■ TEXT EXCERPT ■
───
Trending:
AI & Machine Learning

discord2sum: local voice transcription bot delivers meeting minutes to Telegram, Slack

Open-source Discord bot transcribes voice calls locally using Whisper, summarizes with local or cloud LLMs, and routes minutes to Telegram or Slack. No cloud upload required. Built for teams who need a paper trail without changing how they work.

What it does

discord2sum is a Discord bot that turns voice channel conversations into structured meeting minutes. When participants leave a voice channel, the bot delivers a summary covering what was discussed, decisions made, action items, and who was present.

The bot uses local Whisper-based speech-to-text processing. Audio stays on your server. For summarization, you can route transcripts to a hosted LLM (OpenAI) or keep everything local with Ollama. Minutes can be delivered to Telegram (default), Slack via webhooks, or any HTTP endpoint as JSON.
───
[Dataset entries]

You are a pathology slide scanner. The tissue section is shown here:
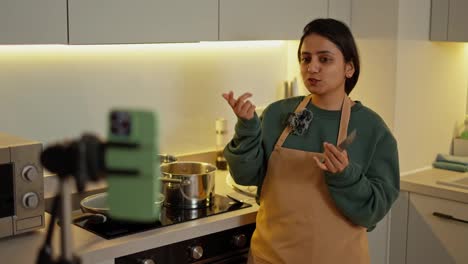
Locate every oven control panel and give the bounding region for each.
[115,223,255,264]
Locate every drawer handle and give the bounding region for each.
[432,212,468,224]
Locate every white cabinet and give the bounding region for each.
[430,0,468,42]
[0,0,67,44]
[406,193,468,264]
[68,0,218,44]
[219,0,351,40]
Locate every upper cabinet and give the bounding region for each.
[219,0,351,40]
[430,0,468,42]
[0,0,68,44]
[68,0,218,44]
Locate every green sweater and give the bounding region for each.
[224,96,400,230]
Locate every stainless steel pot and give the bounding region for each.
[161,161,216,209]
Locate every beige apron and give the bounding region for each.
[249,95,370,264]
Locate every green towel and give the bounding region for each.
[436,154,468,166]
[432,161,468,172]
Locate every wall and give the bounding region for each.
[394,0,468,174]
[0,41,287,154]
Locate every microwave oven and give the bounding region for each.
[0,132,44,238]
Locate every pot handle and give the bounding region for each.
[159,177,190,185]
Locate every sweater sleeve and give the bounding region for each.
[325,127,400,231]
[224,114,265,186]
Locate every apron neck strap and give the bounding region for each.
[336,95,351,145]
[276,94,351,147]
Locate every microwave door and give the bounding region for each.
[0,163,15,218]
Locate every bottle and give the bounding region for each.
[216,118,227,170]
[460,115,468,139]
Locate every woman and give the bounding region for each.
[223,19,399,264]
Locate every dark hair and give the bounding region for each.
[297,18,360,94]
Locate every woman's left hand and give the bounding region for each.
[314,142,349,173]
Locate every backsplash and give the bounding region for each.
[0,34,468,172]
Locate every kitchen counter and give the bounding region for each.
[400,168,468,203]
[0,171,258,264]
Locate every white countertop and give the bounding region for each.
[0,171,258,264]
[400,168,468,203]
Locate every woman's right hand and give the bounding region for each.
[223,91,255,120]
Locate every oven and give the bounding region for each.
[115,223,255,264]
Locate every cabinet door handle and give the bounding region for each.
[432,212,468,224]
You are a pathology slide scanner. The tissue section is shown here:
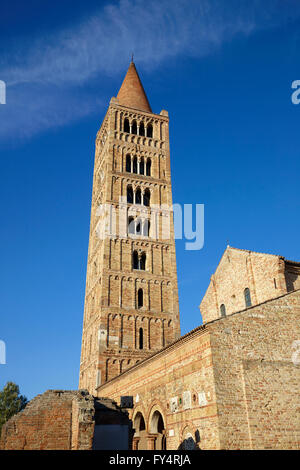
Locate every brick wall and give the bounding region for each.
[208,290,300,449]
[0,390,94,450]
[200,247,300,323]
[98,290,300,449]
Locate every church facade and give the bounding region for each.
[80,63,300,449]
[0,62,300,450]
───
■ REQUIRED ACTION 1 ■
In the discord2sum article, when does the bot deliver its meeting summary?
■ REQUIRED ACTION 2 ■
Say whether each statement agrees with the discord2sum article, quoting the words that decide it: (a) Audio is sent to a cloud service for transcription. (b) Summarization can be kept entirely local. (c) Slack is the default destination for minutes.
■ REQUIRED ACTION 3 ■
Using the discord2sum article, explain why no audio has to be uploaded to the cloud.
The data is not needed here.

■ RESPONSE BOX 1 ■
When participants leave a voice channel.

■ RESPONSE BOX 2 ■
(a) No: "The bot uses local Whisper-based speech-to-text processing. Audio stays on your server."
(b) Yes: "keep everything local with Ollama"
(c) No: "Telegram (default), Slack via webhooks"

■ RESPONSE BOX 3 ■
The bot does its speech-to-text processing locally with Whisper, so the audio stays on your server.